JOB »
Write out the stretch of the column on the Libyan war from "This rule of" through "involved the legislature.", word for word.

** start READING PASSAGE **

Here is David A. Westbrook’s guest column for Informed Comment It is in many ways a critique of the position Juan Cole has taken, that a limited air intervention in Libya was necessary and desirable. Westbrook argues that the intervention is flawed policy because half-hearted. IC is open to alternative points of view and seeks to foster reasoned dialogue on public affairs. .
The Unbearable Lightness of Our Libyan War
Let me suggest a rule of thumb: we should not undertake the moral burden of killing when we are unwilling to undertake the existential risk of dying.
This rule of thumb raises substantial problems for our involvement in Libya. I freely admit that the US government had no good options with regard to Libya, which at least under prevailing conditions of uncertainty presented both the Scylla of another Rwanda, and the Charybdis of another Vietnam, Afghanistan, or Iraq.
The White House made the call, and chose intervention, binding the nation. I do not intend to second guess the substance of that decision here; I am grateful the decision was not mine to make. Nor do I here wish to discuss whether, as a matter of US law, the executive adequately involved the legislature.
Even so granting the rightness and the legality of the administration’s actions, however, I think it deeply regrettable that we – and make no mistake, it is our war, now – have chosen to proceed in irresponsible fashion, that is, we have tried to deny we are going to war.
Such denial of our responsibility is both insufficiently morally serious and bad foreign policy.
Addressing the nation on Monday night, the President emphasized that command of the operation would be transferred to NATO, at times seeming to argue that this was not, or would no longer be, a US intervention. Our role, he said, “is limited.” And this weekend, US planes stopped flying missions, in hope that the rebels, with air cover from European air forces, would prevail. But NATO has always been dominated by the US. Our planes and personnel have flown a substantial portion of the missions, and our diplomatic and military infrastructure makes the enterprise possible. Simply put, the United States is fighting in Libya.
The fact that multilateral institutions, namely the United Nations, NATO, and the Arab League, have approved of at least some of our action does not alter the basic facts that US personnel, using US assets, are committed to foreign combat. Again, this is our war, and while having allies is important, and getting the good housekeeping seal of approval for such violence from international institutions is generally preferable to the unilateral action of prior administrations, we are hardly relieved of our responsibility.

** end READING PASSAGE **
** start MATERIAL **

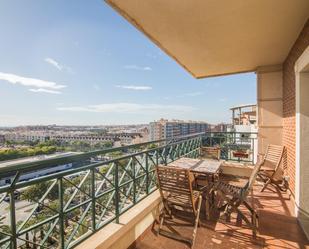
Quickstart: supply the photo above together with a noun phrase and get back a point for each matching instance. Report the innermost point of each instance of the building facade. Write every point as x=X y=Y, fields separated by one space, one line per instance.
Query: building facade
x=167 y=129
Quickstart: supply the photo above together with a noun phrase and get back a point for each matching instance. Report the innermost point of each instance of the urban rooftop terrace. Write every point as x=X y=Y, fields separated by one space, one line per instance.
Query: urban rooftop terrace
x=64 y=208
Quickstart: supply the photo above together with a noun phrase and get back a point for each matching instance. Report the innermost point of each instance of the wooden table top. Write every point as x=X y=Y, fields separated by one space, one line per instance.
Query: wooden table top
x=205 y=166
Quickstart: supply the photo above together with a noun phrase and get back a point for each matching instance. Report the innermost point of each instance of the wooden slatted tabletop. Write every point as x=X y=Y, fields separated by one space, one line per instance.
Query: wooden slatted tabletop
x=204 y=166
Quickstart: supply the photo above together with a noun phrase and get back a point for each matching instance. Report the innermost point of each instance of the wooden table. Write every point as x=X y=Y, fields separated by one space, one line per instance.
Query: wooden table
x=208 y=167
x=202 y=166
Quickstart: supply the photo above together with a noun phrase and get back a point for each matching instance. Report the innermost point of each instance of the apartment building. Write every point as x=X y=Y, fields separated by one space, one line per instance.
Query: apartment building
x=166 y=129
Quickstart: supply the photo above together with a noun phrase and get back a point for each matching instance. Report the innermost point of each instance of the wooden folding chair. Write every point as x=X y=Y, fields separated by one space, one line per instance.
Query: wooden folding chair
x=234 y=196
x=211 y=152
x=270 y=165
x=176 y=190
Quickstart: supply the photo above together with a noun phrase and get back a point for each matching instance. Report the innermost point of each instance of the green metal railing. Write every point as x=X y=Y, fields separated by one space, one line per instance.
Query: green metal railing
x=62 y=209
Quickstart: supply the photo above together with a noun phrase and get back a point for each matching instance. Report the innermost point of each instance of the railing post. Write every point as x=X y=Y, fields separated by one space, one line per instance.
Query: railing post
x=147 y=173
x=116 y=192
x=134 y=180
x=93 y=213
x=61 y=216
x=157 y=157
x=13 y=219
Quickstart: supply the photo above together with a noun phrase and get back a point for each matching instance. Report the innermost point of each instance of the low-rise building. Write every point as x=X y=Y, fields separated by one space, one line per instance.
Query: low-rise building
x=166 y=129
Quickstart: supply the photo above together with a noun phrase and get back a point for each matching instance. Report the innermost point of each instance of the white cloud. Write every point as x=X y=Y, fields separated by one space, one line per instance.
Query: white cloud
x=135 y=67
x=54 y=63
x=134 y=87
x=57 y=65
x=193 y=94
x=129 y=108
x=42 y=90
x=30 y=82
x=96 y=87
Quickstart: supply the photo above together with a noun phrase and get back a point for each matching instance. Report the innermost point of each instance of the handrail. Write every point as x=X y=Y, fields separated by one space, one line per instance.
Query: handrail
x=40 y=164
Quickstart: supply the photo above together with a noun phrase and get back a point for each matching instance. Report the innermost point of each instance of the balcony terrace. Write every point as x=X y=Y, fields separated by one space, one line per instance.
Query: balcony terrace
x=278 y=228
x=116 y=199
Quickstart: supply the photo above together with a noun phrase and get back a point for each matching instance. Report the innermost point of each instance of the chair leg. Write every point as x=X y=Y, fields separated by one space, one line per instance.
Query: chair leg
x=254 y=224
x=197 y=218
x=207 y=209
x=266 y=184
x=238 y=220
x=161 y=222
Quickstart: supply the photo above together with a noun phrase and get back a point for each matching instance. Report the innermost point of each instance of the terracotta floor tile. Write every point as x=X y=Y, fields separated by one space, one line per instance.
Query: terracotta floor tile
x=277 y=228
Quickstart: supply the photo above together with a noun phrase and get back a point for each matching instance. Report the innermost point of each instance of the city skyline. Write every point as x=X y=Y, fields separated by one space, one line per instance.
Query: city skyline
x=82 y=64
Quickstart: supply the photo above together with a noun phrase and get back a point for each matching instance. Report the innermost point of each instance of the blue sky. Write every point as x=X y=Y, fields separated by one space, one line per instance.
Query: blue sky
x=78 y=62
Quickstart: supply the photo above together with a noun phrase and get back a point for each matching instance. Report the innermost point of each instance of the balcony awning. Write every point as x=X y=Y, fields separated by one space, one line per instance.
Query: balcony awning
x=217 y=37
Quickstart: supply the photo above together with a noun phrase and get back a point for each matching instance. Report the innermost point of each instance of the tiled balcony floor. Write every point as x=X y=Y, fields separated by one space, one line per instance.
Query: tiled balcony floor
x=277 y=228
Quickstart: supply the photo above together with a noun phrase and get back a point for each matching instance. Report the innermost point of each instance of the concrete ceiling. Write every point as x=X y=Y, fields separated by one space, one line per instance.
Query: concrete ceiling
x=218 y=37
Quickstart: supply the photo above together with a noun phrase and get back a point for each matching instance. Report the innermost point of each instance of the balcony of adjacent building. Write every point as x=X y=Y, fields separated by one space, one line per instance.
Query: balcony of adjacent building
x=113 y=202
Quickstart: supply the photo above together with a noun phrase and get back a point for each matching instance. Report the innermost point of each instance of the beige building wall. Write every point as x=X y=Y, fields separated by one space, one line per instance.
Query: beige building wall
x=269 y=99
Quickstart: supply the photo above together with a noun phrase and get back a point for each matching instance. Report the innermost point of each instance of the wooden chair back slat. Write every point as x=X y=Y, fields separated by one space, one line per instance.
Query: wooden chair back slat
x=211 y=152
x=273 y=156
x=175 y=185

** end MATERIAL **
** start MATERIAL **

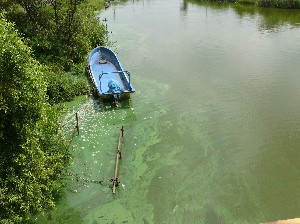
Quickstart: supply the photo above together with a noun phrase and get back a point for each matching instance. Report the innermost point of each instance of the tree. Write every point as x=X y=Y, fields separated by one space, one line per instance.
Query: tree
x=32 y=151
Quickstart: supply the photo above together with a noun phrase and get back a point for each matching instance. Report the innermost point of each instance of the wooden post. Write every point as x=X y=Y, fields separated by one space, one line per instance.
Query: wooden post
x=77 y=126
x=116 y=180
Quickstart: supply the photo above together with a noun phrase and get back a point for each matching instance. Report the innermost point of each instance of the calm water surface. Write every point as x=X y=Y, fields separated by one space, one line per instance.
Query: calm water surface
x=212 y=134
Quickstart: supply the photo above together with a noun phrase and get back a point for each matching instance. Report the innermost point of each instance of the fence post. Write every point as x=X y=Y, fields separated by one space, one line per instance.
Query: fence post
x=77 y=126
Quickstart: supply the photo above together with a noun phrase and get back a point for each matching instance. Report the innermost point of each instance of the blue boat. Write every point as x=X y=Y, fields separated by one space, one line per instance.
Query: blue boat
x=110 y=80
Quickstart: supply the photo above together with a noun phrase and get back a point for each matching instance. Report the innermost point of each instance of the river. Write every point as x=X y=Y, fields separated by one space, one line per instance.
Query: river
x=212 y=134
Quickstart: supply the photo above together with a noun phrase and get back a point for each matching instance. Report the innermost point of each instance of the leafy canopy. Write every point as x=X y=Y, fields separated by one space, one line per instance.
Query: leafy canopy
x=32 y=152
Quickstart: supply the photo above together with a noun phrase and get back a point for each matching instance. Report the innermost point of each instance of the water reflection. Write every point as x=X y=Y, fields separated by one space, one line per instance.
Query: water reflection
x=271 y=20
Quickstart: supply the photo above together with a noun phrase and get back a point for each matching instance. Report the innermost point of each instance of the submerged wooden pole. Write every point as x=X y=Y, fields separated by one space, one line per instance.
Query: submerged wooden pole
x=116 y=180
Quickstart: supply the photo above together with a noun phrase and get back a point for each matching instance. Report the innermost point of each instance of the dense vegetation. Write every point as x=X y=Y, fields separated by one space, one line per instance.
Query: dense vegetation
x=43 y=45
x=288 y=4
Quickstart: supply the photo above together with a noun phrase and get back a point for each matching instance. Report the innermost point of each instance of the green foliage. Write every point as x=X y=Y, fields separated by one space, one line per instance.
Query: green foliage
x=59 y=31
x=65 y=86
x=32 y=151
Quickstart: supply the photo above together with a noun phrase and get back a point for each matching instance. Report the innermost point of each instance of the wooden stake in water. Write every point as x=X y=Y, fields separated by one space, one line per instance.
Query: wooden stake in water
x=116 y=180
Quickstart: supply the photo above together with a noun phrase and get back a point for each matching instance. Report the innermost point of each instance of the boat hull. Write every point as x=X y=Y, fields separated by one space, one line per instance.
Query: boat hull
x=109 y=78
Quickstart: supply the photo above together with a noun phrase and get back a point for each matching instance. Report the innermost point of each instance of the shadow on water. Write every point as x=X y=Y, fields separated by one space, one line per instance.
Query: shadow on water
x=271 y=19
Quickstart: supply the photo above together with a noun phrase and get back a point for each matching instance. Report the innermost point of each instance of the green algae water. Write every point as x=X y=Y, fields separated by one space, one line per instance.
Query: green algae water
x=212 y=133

** end MATERIAL **
** start MATERIAL **

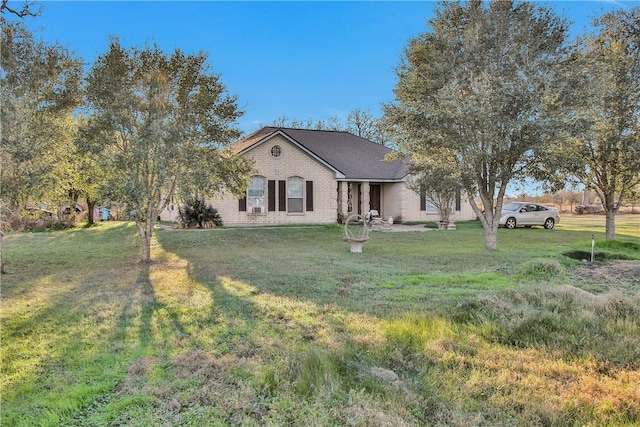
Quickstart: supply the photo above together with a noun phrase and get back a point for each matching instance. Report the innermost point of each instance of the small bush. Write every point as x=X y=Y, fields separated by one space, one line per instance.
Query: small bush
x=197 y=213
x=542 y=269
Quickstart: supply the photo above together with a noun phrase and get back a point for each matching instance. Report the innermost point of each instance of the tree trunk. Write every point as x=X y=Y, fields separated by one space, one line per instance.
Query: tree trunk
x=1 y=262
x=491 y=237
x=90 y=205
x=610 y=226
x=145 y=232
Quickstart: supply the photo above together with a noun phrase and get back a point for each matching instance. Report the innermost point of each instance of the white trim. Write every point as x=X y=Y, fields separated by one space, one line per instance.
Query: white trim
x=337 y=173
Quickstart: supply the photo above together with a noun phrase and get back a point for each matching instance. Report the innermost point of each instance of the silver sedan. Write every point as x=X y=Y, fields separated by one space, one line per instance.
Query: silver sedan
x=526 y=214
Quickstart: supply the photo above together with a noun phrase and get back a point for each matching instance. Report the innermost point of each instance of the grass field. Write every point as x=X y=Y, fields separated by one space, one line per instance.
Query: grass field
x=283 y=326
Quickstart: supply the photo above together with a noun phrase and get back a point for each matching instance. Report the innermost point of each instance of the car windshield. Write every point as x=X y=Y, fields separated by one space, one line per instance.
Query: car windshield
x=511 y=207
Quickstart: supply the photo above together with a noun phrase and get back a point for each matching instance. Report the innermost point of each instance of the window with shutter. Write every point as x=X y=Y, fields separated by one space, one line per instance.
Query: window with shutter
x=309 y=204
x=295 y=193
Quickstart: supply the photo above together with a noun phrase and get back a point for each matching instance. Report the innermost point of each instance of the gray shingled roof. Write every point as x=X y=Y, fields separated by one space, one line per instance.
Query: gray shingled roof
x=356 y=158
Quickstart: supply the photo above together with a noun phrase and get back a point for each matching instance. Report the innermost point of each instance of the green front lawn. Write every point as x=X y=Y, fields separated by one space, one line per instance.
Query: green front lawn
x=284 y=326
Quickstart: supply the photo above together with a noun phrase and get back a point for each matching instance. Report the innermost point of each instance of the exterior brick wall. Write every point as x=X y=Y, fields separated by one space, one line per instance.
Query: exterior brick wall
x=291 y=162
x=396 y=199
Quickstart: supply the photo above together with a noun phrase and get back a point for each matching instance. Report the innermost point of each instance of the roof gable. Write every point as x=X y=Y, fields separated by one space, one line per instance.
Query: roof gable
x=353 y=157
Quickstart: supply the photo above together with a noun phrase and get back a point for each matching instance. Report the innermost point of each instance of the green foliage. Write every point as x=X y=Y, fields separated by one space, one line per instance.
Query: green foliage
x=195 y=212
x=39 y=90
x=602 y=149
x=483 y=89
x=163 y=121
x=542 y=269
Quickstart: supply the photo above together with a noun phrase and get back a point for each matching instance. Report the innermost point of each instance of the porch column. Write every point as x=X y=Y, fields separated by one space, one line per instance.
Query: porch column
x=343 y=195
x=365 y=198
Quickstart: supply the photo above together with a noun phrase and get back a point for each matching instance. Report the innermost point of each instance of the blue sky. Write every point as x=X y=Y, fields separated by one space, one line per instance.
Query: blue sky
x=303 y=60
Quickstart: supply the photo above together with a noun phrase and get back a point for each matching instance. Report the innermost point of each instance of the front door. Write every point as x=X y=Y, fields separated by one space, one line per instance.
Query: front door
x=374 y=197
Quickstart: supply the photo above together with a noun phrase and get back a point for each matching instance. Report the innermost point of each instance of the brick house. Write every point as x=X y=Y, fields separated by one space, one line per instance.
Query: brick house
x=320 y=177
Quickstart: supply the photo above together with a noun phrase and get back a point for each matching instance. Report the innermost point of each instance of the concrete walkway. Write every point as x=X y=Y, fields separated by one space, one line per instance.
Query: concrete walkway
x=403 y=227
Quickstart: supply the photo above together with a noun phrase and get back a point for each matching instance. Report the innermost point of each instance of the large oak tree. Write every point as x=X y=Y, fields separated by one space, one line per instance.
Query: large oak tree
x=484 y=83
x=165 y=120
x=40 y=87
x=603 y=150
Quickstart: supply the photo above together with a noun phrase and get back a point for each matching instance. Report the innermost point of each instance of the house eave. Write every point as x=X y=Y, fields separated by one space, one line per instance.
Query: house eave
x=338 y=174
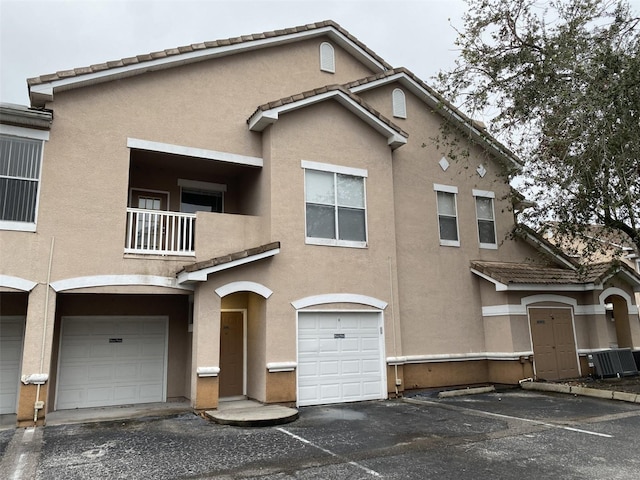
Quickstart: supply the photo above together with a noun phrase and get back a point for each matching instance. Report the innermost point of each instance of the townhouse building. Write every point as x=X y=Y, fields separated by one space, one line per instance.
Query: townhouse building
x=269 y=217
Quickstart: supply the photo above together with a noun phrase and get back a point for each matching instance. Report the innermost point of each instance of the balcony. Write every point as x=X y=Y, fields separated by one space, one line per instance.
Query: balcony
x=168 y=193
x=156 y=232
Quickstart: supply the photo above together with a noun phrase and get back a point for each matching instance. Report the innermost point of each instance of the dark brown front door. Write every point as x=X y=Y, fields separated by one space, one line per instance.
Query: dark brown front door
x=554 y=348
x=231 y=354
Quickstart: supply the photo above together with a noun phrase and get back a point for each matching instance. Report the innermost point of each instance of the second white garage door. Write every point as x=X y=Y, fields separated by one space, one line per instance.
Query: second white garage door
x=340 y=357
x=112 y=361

** end MATERIAL **

SOLUTION FOR THIS PROBLEM »
This rule of thumb raises substantial problems for our involvement in Libya. I freely admit that the US government had no good options with regard to Libya, which at least under prevailing conditions of uncertainty presented both the Scylla of another Rwanda, and the Charybdis of another Vietnam, Afghanistan, or Iraq.
The White House made the call, and chose intervention, binding the nation. I do not intend to second guess the substance of that decision here; I am grateful the decision was not mine to make. Nor do I here wish to discuss whether, as a matter of US law, the executive adequately involved the legislature.